Can you render every line of the records below as a numbered list, skipping blank lines and leaving out the pictures?
----- RECORDS PROVIDED
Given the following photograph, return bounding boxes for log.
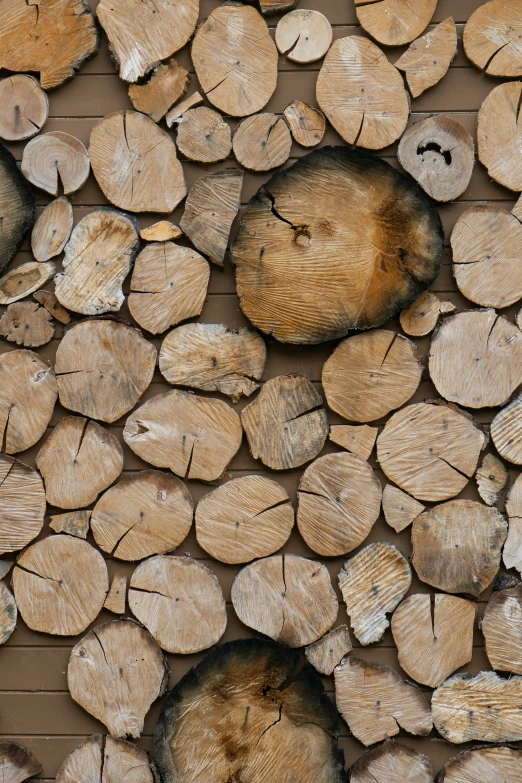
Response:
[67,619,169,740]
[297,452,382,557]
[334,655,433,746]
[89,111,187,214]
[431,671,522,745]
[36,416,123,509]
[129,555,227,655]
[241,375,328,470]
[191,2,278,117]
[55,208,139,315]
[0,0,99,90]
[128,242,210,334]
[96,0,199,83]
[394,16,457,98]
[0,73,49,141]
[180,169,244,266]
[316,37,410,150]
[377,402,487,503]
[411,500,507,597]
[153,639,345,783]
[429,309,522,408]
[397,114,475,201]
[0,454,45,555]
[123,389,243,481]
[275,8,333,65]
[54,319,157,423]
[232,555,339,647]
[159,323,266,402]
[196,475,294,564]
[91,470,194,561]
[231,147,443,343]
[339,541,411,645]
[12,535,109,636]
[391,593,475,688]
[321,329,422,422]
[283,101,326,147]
----------
→ ANSWER TO THE TASK:
1. Given the following photograph, return bounding boxes for log.
2. Response:
3. [67,619,169,740]
4. [297,452,382,557]
5. [334,655,433,746]
6. [89,111,187,214]
7. [431,671,522,745]
8. [36,416,123,509]
9. [129,555,227,655]
10. [241,375,328,470]
11. [191,2,278,117]
12. [55,208,139,315]
13. [0,0,99,90]
14. [128,242,210,334]
15. [96,0,199,83]
16. [394,16,457,98]
17. [0,73,49,141]
18. [180,169,244,266]
19. [316,37,410,150]
20. [377,402,487,503]
21. [411,500,507,597]
22. [153,639,345,783]
23. [429,309,522,408]
24. [397,114,475,201]
25. [0,454,45,555]
26. [123,389,243,481]
27. [275,8,333,65]
28. [54,319,157,423]
29. [232,555,339,647]
30. [159,323,266,402]
31. [196,475,294,564]
32. [91,470,194,561]
33. [231,147,443,343]
34. [339,541,411,645]
35. [12,535,109,636]
36. [391,593,475,688]
37. [321,329,422,422]
38. [283,101,326,147]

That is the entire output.